::: Text passage

22 July 2005

Comparing news shows.

It’s interesting to watch BBC World News, then flip over to ABC’s World News Tonight and compare the stories. (KVIE shows the BBC news nightly at 5 p.m.) It was especially interesting after the July 7 bombings in London. I could watch the full BBC version, then watch the summarized ABC version. ABC is pretty good at summarizing (and at infographics) and I discovered that they borrow a lot of video from the BBC. Obviously ABC’s producers watch BBC World News too.

Knowing this, I find it disturbing lately that ABC News—and, for that matter, the other American news—have left the famine in Niger completely unreported.

Back in October 2004, Niger had a plague of locusts. That’s right, a plague of locusts. It doesn’t just happen in biblical history. Bearing in mind that Niger is a desert country, and you can’t grow squat there (which always reminds me of that old Sam Kinison stand-up routine: “See this, people? This is sand. Nothing grows in sand. Move to where the food is!”) the people are now starving.

::::::

Problems:
1. Answer these questions about the post on news shows:
(a) At what time does KVIE show the BBC news each night?
(b) What struck Niger in October 2004?
(c) What has American news left completely unreported?
2. Repeat word for word the part of the post on news shows from "Comparing news shows." to "World News too.".
The material after this comes from a separate source.

::: Extracted records

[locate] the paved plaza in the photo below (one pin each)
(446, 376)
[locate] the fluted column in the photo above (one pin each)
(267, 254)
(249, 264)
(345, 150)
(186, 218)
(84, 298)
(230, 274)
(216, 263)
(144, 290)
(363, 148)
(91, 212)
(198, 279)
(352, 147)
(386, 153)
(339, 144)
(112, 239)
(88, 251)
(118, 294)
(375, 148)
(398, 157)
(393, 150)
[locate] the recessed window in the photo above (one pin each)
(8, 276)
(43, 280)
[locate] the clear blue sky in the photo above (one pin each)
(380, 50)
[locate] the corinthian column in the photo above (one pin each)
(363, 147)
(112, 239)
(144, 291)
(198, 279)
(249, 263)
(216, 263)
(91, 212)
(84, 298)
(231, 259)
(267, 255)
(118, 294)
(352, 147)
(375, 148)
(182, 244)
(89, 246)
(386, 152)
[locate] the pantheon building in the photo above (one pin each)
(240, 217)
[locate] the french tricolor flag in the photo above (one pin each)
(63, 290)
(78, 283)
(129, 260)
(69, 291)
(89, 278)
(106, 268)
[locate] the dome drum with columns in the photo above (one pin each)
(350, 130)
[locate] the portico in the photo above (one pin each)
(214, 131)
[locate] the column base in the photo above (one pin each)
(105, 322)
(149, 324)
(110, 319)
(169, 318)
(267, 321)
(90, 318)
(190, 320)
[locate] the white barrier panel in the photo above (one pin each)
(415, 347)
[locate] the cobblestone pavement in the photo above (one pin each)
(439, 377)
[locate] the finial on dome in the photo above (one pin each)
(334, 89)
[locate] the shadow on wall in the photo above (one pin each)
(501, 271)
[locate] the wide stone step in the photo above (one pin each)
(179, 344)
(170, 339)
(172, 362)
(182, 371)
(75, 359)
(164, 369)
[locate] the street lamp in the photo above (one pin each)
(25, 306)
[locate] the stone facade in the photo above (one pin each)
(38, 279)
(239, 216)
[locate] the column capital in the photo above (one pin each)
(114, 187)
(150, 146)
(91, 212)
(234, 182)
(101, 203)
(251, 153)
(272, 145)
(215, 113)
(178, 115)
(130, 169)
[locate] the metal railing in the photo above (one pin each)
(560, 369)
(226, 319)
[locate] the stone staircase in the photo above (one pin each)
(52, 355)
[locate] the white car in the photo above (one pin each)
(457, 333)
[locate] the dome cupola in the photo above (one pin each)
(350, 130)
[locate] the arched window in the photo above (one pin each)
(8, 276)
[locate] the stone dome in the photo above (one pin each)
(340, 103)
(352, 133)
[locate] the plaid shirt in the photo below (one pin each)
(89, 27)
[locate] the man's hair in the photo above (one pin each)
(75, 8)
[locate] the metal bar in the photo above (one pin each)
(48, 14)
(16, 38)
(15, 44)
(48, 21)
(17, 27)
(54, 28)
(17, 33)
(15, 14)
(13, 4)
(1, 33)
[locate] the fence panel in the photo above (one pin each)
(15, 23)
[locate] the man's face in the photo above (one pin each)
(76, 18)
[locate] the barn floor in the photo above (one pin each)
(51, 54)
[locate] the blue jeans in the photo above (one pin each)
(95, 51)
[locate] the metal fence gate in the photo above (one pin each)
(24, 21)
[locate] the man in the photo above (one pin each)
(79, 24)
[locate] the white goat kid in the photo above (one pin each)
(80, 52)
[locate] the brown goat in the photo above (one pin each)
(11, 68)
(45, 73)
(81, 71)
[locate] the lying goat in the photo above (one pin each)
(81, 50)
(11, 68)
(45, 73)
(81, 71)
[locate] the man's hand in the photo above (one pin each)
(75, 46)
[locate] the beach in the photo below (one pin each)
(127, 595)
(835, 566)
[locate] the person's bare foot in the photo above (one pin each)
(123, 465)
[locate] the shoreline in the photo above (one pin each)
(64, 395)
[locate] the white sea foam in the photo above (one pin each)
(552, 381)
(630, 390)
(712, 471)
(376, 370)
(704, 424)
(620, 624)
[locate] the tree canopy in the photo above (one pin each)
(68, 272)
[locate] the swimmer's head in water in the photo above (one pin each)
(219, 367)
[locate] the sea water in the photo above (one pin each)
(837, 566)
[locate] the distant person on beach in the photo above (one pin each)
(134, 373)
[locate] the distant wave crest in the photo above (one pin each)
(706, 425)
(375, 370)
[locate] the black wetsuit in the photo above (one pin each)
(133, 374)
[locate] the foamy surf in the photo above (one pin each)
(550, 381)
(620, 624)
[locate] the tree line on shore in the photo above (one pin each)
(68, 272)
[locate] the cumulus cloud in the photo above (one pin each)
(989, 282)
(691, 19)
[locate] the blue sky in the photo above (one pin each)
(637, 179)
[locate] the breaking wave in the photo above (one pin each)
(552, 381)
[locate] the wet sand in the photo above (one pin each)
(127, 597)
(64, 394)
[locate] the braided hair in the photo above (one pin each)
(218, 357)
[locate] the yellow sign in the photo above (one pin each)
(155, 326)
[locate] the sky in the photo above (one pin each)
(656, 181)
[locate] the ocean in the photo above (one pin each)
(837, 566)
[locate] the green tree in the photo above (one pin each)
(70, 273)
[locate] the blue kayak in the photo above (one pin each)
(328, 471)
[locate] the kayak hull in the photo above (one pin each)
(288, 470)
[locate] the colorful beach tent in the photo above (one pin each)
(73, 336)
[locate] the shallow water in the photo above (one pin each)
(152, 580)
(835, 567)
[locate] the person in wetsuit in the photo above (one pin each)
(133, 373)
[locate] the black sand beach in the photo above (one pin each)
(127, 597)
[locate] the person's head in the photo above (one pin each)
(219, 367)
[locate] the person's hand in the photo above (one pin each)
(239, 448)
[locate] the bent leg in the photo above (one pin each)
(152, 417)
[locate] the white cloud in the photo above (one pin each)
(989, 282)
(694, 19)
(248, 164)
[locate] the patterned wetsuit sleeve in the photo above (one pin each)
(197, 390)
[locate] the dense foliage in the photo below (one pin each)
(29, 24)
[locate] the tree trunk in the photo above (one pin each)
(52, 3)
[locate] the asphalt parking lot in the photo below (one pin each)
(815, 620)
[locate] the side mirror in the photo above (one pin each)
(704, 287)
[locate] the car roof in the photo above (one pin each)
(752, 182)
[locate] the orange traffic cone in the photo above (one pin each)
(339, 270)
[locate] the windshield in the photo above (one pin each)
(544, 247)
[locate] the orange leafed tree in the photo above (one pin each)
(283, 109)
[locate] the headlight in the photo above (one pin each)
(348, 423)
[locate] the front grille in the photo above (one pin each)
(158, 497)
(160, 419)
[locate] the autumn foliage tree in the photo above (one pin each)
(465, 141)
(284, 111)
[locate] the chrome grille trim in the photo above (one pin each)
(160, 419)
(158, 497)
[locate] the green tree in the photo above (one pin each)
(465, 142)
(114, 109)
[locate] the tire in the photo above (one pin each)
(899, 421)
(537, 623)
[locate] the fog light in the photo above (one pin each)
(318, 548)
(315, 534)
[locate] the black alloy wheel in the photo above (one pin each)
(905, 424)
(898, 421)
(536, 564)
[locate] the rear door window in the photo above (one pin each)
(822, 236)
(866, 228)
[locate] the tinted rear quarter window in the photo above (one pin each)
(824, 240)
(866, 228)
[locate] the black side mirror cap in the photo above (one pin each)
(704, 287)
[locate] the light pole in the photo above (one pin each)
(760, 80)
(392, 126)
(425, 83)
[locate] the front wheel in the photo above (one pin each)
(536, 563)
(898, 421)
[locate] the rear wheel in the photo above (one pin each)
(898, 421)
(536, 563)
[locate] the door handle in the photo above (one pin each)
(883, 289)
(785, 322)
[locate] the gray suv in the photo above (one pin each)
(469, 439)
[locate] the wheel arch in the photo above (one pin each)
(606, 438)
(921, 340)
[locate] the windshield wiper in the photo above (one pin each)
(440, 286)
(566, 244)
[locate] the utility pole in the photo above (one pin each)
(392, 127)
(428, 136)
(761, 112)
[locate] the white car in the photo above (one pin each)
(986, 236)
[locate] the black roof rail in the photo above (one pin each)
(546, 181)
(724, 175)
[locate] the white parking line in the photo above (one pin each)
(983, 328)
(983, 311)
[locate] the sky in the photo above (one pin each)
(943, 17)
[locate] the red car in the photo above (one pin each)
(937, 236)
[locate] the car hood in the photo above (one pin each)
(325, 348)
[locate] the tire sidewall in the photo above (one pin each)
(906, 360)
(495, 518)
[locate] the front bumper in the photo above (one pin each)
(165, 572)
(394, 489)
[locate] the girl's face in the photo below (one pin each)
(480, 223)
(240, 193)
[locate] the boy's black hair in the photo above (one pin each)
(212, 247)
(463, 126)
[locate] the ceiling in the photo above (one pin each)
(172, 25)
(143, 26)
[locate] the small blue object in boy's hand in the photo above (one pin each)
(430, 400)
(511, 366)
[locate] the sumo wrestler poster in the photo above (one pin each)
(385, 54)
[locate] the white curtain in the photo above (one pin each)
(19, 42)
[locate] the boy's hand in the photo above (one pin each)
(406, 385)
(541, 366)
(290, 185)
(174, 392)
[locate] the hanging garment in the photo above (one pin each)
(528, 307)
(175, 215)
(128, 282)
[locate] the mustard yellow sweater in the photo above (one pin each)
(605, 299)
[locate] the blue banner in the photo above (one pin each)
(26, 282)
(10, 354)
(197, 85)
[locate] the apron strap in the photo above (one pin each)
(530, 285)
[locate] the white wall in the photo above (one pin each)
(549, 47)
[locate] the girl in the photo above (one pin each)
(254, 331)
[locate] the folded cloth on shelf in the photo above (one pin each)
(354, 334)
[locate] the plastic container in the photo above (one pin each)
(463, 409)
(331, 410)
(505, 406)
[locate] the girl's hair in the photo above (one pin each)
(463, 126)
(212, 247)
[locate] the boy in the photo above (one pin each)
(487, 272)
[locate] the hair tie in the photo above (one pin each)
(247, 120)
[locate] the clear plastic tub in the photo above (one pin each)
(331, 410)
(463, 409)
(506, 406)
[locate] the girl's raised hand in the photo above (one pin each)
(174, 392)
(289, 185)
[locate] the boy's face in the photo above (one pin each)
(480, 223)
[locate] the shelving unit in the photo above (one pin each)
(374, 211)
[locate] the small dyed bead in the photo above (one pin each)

::::::

Full answers:
1.
(a) 5 p.m.
(b) A plague of locusts.
(c) The famine in Niger.

2.
Comparing news shows.

It’s interesting to watch BBC World News, then flip over to ABC’s World News Tonight and compare the stories. (KVIE shows the BBC news nightly at 5 p.m.) It was especially interesting after the July 7 bombings in London. I could watch the full BBC version, then watch the summarized ABC version. ABC is pretty good at summarizing (and at infographics) and I discovered that they borrow a lot of video from the BBC. Obviously ABC’s producers watch BBC World News too.